| EXERCISE DIRECTIONS |
Would you repeat every line of the data exactly?

| MATERIAL SUPPLIED |
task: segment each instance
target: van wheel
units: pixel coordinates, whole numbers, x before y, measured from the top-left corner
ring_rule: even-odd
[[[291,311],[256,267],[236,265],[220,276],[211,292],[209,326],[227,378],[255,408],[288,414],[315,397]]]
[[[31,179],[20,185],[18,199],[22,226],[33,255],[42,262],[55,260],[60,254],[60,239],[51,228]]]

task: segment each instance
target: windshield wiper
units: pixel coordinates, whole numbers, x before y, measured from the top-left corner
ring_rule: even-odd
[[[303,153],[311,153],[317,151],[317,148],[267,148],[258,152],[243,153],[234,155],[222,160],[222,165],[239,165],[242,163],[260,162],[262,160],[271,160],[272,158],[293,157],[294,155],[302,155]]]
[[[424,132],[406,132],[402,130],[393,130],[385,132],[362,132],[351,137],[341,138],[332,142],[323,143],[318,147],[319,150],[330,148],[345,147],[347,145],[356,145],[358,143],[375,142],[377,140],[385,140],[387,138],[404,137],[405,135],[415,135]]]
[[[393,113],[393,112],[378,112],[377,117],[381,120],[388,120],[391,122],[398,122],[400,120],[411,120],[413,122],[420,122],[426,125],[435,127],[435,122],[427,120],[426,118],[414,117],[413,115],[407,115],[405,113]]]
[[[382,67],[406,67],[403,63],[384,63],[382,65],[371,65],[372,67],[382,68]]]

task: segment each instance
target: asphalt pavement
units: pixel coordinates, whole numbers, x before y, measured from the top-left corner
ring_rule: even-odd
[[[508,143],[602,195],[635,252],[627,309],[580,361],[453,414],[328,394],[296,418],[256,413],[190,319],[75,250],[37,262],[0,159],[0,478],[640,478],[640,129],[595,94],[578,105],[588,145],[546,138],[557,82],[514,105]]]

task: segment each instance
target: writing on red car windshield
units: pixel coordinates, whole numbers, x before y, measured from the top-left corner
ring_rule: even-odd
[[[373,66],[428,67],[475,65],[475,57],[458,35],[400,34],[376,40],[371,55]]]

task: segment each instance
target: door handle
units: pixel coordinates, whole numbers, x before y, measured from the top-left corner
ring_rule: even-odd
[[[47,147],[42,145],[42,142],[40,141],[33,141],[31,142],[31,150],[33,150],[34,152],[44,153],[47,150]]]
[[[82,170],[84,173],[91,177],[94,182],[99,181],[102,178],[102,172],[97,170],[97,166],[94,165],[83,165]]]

| TASK SOLUTION |
task: segment each instance
target: van wheel
units: pixel coordinates, whole numbers, x before y, measured from the top-left corner
ring_rule: even-odd
[[[291,311],[256,267],[236,265],[220,276],[211,292],[209,326],[227,378],[255,408],[288,414],[315,397]]]
[[[31,179],[20,185],[18,199],[22,226],[33,255],[42,262],[55,260],[60,254],[60,239],[51,228]]]

task: segment each instance
target: windshield wiper
units: pixel coordinates, whole numbers, x before y, measured from the top-left corner
ring_rule: even-odd
[[[303,153],[311,153],[317,151],[317,148],[267,148],[258,152],[243,153],[234,155],[222,160],[222,165],[239,165],[242,163],[260,162],[262,160],[271,160],[272,158],[293,157],[294,155],[302,155]]]
[[[424,132],[406,132],[402,130],[393,130],[385,132],[362,132],[351,137],[341,138],[332,142],[323,143],[318,147],[319,150],[330,148],[345,147],[347,145],[356,145],[358,143],[375,142],[377,140],[385,140],[387,138],[404,137],[405,135],[415,135]]]
[[[393,113],[393,112],[378,112],[377,117],[381,120],[388,120],[391,122],[398,122],[400,120],[411,120],[413,122],[420,122],[426,125],[435,127],[435,122],[427,120],[426,118],[414,117],[413,115],[407,115],[405,113]]]
[[[382,67],[406,67],[403,63],[384,63],[382,65],[371,65],[372,67],[382,68]]]

task: segment each instance
target: asphalt pavement
units: pixel coordinates, whole numbers, x before y, measured from the top-left corner
ring_rule: even-odd
[[[508,143],[602,195],[635,252],[627,309],[580,361],[453,414],[328,394],[296,418],[256,413],[190,319],[75,250],[37,262],[0,159],[0,478],[640,478],[640,129],[595,94],[578,105],[588,145],[546,138],[557,82],[514,105]]]

task: segment each instance
target: writing on red car windshield
units: pixel coordinates, whole numbers, x before y, measured from the top-left corner
ring_rule: even-odd
[[[373,66],[428,67],[475,65],[475,57],[458,35],[400,34],[376,40],[371,55]]]

task: segment each instance
target: door handle
units: pixel coordinates, whole numbers, x before y, measured from the top-left corner
ring_rule: even-odd
[[[47,147],[42,145],[42,142],[40,141],[33,141],[31,142],[31,150],[33,150],[34,152],[44,153],[47,150]]]
[[[82,170],[84,173],[91,177],[94,182],[99,181],[102,178],[102,172],[97,170],[97,166],[94,165],[83,165]]]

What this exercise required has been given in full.